Texto fornecido:
----------

A eleição do cardeal argentino Jorge Mario Bergoglio como o 266º Papa marcou um divisor de águas na história recente da Igreja Católica. Primeiro pontífice latino-americano e o primeiro a adotar o nome Francisco — em homenagem a São Francisco de Assis, padroeiro dos pobres —, o Papa liderou por 12 anos um processo de transformação que buscou aproximar o Vaticano dos problemas sociais e humanitários do mundo contemporâneo.
Com um perfil progressista e uma linguagem acessível, Francisco conquistou popularidade global ao abordar temas antes considerados tabus, como os direitos LGBTQIAP+, justiça social, imigração e preservação ambiental. Ao mesmo tempo, enfrentou forte resistência dentro da própria Igreja, sobretudo entre os setores conservadores contrários à descentralização do poder, historicamente concentrado na Europa.

----------

Material fornecido:
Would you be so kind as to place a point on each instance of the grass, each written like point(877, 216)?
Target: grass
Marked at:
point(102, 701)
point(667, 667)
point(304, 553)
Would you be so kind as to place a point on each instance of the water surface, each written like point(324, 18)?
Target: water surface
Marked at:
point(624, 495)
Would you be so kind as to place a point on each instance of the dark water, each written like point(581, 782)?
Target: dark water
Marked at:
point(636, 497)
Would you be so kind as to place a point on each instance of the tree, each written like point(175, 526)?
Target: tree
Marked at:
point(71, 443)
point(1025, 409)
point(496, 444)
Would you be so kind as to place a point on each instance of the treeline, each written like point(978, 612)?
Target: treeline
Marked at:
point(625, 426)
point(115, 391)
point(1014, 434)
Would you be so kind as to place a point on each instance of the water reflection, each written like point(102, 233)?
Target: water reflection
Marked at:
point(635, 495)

----------

Lista de exercícios:
1 - Diga se cada afirmação abaixo está de acordo com o texto sobre o Papa Francisco, respondendo sim ou não e citando as palavras do texto que decidem a questão. (a) Francisco foi o primeiro pontífice latino-americano. (b) Francisco liderou a Igreja por 20 anos. (c) Francisco foi bem aceito por todos os setores da Igreja.
2 - Escreva a continuação do texto sobre o Papa Francisco, começando logo após a última frase.

Respostas por item:
1 -
(a) Sim: "Primeiro pontífice latino-americano".
(b) Não: "liderou por 12 anos".
(c) Não: "enfrentou forte resistência dentro da própria Igreja, sobretudo entre os setores conservadores".

2 -
Segundo Filipe Domingues, especialista em Vaticano, Francisco “retomou o projeto de uma Igreja que fala para o mundo”, abrindo espaço para a escuta ativa dos fiéis e ampliando a presença institucional em regiões tradicionalmente à margem das decisões da cúpula católica.
Essa descentralização ficou clara na nomeação de cardeais de países da África, Ásia e América Latina — um esforço para “deseuropeizar” a Igreja, como aponta Carlos Frederico Gurgel, professor de Filosofia da Universidade Católica de Petrópolis. Ao dar voz a regiões que antes eram apenas campo de missão, Francisco buscou reequilibrar o centro de poder do Vaticano.
Mas o processo foi conturbado. Reformadores como Francisco costumam encontrar resistência por mexer em estruturas arraigadas. Francisco Borba, coordenador do Núcleo Fé e Cultura da PUC-SP, explica que o Papa enfrentou duras críticas por sua postura acolhedora e pela escolha de temas como a opção preferencial pelos pobres. “Foi chamado de comunista e acusado de trair o Evangelho, quando, na verdade, ele foi firme com seus auxiliares e buscou reformar a Cúria, embora com dificuldades”, afirma Borba.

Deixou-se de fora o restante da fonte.